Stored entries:
--------------------------------
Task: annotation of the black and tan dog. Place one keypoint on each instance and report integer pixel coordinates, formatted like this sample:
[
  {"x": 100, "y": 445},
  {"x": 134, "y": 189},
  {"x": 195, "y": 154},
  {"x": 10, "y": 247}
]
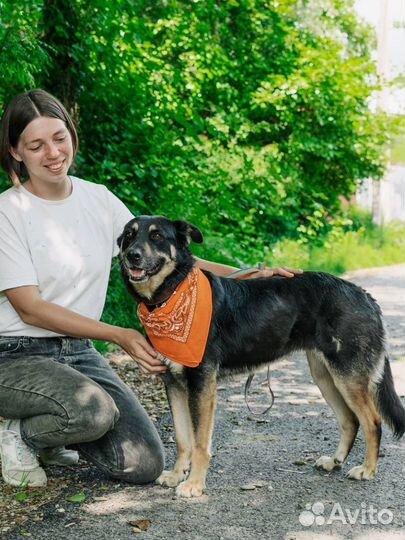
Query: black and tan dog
[{"x": 255, "y": 322}]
--------------------------------
**Required work**:
Set down every entry exactly; omit the pictures.

**Output for this exercise**:
Task: annotation of the black and tan dog. Place one keypoint on each instance and report integer pixel coordinates, formatted like this sample:
[
  {"x": 100, "y": 445},
  {"x": 134, "y": 189},
  {"x": 195, "y": 154},
  {"x": 10, "y": 247}
]
Query: black and tan dog
[{"x": 255, "y": 322}]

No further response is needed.